■ SOURCE MATERIAL
┌────────
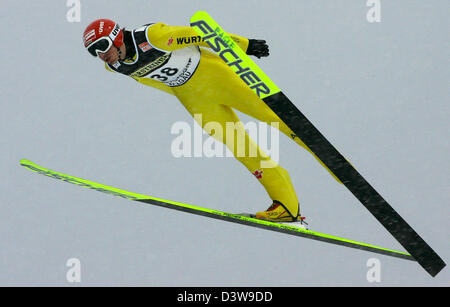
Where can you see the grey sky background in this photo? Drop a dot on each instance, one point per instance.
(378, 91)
└────────
┌────────
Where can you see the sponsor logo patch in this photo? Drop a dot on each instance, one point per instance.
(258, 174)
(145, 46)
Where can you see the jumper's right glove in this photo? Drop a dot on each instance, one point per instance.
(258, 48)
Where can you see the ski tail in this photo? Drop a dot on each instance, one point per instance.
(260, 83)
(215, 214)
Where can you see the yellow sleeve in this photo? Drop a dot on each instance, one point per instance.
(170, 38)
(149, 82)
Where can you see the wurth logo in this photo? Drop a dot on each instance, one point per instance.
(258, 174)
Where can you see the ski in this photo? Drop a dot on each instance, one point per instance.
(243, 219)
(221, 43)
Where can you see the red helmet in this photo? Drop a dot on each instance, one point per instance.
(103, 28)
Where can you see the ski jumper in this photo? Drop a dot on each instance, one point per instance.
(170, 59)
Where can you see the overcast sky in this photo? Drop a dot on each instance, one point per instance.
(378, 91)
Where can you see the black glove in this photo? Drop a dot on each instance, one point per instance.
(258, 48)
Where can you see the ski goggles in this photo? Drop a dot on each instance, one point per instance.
└────────
■ PROBLEM TO WORK ON
Restate word for word the lines in the material above from the one with "Where can you see the red" to the one with "Where can you see the ski goggles"; both of those lines count, and nothing else does.

■ RESULT BELOW
Where can you see the red helmet in this photo? Drop a dot on each instance, one point per instance.
(103, 28)
Where can you see the ski jumper in this photo? Drop a dot on each instance, one point per instance.
(170, 59)
Where can you see the overcast sky in this photo? Drop a dot on each instance, one point per instance.
(378, 91)
Where can you see the black glove in this photo? Drop a dot on each instance, one point per instance.
(258, 48)
Where can you see the ski goggles in this photo? Drop a dot on each instance, one point per instance.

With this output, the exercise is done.